[Stored entries]
--------------------------------------------------

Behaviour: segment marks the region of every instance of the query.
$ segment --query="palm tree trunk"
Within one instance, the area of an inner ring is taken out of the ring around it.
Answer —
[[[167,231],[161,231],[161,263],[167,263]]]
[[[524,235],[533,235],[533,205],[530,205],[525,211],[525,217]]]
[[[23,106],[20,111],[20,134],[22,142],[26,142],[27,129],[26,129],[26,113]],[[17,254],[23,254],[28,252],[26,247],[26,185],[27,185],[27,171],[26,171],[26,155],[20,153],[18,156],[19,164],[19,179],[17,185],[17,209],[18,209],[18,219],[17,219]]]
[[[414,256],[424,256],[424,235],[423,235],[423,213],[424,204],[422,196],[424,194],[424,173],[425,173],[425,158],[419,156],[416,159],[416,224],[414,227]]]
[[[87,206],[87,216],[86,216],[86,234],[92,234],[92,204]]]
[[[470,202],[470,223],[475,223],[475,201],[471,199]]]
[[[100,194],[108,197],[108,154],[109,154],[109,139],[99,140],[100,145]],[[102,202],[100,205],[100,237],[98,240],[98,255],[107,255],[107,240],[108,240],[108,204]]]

--------------------------------------------------

▶ WORK TO BE COMPLETED: Pull every line out of the entries above and reproduce each one without any change.

▶ TASK SOLUTION:
Behaviour: segment marks the region of every instance of the query.
$ segment --query="palm tree trunk"
Within one instance, the area of an inner ring is taken out of the ring around it.
Answer —
[[[167,231],[161,231],[161,263],[167,263]]]
[[[524,235],[533,235],[533,205],[530,205],[525,211],[525,217]]]
[[[23,106],[20,111],[20,134],[22,142],[26,142],[27,129],[26,129],[26,113]],[[17,254],[23,254],[28,252],[26,247],[26,185],[27,185],[27,171],[26,171],[26,155],[20,153],[18,156],[19,164],[19,179],[17,185],[17,209],[18,209],[18,219],[17,219]]]
[[[414,256],[424,256],[424,235],[423,235],[423,213],[424,204],[422,196],[424,194],[424,173],[425,173],[425,158],[419,156],[416,159],[416,224],[414,227]]]
[[[87,206],[87,216],[86,216],[86,234],[92,234],[92,204]]]
[[[470,202],[470,223],[475,223],[475,201],[471,199]]]
[[[100,194],[108,197],[108,154],[109,154],[109,139],[99,140],[100,145]],[[102,202],[100,205],[100,237],[98,240],[98,255],[107,255],[107,240],[108,240],[108,204]]]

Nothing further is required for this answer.